### TAREA DADA 1:
Según el texto dado, ¿a quién había consagrado Cecilia su virginidad y desde qué momento?

ORACIÓN (del Misal dominico)

   Concédenos te suplicamos, Dios Omnipotente, que podamos seguir prontamente y con devoción la fe de tu bienaventurado Mártir San Pedro, que por la propagación de esa misma Fe mereció obtener la palma del martirio. Por J. C. N. S. Amén.



viernes, 14 de abril de 2023

SAN TIBURCIO, VALERIANO Y MAXIMO, MÁRTIRES. —14 de abril.


 

   Era Valeriano un joven caballero romano que, cautivado de la extraordinaria hermosura y raro mérito de Cecilia, se declaró pretendiente de su mano, poniendo en práctica cuantos medios le sugirieron su amor y su pasión para merecerla por esposa.

 

   Asustaron a Cecilia las diligencias de Valeriano, porque siendo ocultamente cristiana, sin que lo hubiesen llegado a entender aun sus mismos padres, había consagrado a Dios su virginidad desde el día en que recibió el Bautismo. Mientras tanto se concluyó el tratado, y se señaló el día de la boda. En estos apurados términos recurrió Cecilia a la oración, al ayuno, al cilicio y a otras muchas penitencias, mereciendo que el Señor se rindiese a sus lágrimas, y oyese benignamente sus deseos. Se efectuó el matrimonio, y se celebró la boda con ostentación y regocijo; pero animada Cecilia de una viva confianza en la bondad del Señor y en el poder de su omnipotente brazo, hallándose sola con Valeriano, le habló de esta manera: —Yo tenía un secreto muy importante que comunicarte, con tal que me jures Fe a ninguno se lo has de revelar.

### REGISTROS:
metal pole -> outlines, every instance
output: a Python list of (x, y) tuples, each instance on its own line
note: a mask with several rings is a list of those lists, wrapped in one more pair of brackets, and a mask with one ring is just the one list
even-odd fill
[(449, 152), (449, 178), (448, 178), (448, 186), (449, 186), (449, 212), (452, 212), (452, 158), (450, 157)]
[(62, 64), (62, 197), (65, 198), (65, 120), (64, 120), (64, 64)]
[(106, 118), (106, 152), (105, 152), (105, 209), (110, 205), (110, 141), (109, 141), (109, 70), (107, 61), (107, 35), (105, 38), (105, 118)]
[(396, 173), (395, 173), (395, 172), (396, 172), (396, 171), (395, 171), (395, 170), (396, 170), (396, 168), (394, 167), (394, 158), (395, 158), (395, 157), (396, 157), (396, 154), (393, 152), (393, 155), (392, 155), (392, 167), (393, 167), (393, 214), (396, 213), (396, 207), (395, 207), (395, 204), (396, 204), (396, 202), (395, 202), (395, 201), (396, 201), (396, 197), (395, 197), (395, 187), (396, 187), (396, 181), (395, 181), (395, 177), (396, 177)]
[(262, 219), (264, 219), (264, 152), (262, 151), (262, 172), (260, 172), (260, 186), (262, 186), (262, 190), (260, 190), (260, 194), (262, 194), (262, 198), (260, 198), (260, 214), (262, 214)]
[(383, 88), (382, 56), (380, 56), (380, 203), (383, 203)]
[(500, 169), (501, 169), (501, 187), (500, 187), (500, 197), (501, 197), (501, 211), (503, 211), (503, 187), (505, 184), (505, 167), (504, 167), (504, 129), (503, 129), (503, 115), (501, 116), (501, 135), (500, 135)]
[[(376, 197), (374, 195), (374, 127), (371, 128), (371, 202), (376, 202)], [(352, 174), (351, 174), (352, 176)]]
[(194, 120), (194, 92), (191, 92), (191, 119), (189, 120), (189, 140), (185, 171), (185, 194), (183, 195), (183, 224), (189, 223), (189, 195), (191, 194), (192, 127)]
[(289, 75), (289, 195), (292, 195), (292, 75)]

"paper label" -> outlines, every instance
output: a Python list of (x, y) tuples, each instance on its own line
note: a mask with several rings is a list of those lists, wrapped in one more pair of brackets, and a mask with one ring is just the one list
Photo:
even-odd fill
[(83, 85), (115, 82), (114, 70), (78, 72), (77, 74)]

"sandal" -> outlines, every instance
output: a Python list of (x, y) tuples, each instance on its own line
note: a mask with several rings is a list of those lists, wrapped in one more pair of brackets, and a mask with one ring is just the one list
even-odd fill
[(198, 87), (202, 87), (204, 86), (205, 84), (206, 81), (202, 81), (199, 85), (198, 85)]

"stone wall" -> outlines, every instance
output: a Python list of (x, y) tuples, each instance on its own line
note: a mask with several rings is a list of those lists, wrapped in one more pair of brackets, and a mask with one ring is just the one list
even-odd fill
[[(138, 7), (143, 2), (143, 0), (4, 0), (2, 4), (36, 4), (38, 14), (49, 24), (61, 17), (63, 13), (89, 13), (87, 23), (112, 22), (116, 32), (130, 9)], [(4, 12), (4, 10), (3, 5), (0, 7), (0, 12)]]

### TAREA DADA 2:
Convierte en una tabla Markdown las líneas de los registros que van desde su comienzo hasta la línea que contiene "174), (352, 176)]]", ambas incluidas, y omite las líneas en blanco. Usa la columna Núm para el número de fila y la columna Contenido para la línea.

### RESPUESTA FINAL 1:
Cecilia había consagrado su virginidad a Dios desde el día en que recibió el Bautismo.

### RESPUESTA FINAL 2:
| Núm | Contenido |
|---|---|
| 1 | metal pole -> outlines, every instance |
| 2 | output: a Python list of (x, y) tuples, each instance on its own line |
| 3 | note: a mask with several rings is a list of those lists, wrapped in one more pair of brackets, and a mask with one ring is just the one list |
| 4 | even-odd fill |
| 5 | [(449, 152), (449, 178), (448, 178), (448, 186), (449, 186), (449, 212), (452, 212), (452, 158), (450, 157)] |
| 6 | [(62, 64), (62, 197), (65, 198), (65, 120), (64, 120), (64, 64)] |
| 7 | [(106, 118), (106, 152), (105, 152), (105, 209), (110, 205), (110, 141), (109, 141), (109, 70), (107, 61), (107, 35), (105, 38), (105, 118)] |
| 8 | [(396, 173), (395, 173), (395, 172), (396, 172), (396, 171), (395, 171), (395, 170), (396, 170), (396, 168), (394, 167), (394, 158), (395, 158), (395, 157), (396, 157), (396, 154), (393, 152), (393, 155), (392, 155), (392, 167), (393, 167), (393, 214), (396, 213), (396, 207), (395, 207), (395, 204), (396, 204), (396, 202), (395, 202), (395, 201), (396, 201), (396, 197), (395, 197), (395, 187), (396, 187), (396, 181), (395, 181), (395, 177), (396, 177)] |
| 9 | [(262, 219), (264, 219), (264, 152), (262, 151), (262, 172), (260, 172), (260, 186), (262, 186), (262, 190), (260, 190), (260, 194), (262, 194), (262, 198), (260, 198), (260, 214), (262, 214)] |
| 10 | [(383, 88), (382, 56), (380, 56), (380, 203), (383, 203)] |
| 11 | [(500, 169), (501, 169), (501, 187), (500, 187), (500, 197), (501, 197), (501, 211), (503, 211), (503, 187), (505, 184), (505, 167), (504, 167), (504, 129), (503, 129), (503, 115), (501, 116), (501, 135), (500, 135)] |
| 12 | [[(376, 197), (374, 195), (374, 127), (371, 128), (371, 202), (376, 202)], [(352, 174), (351, 174), (352, 176)]] |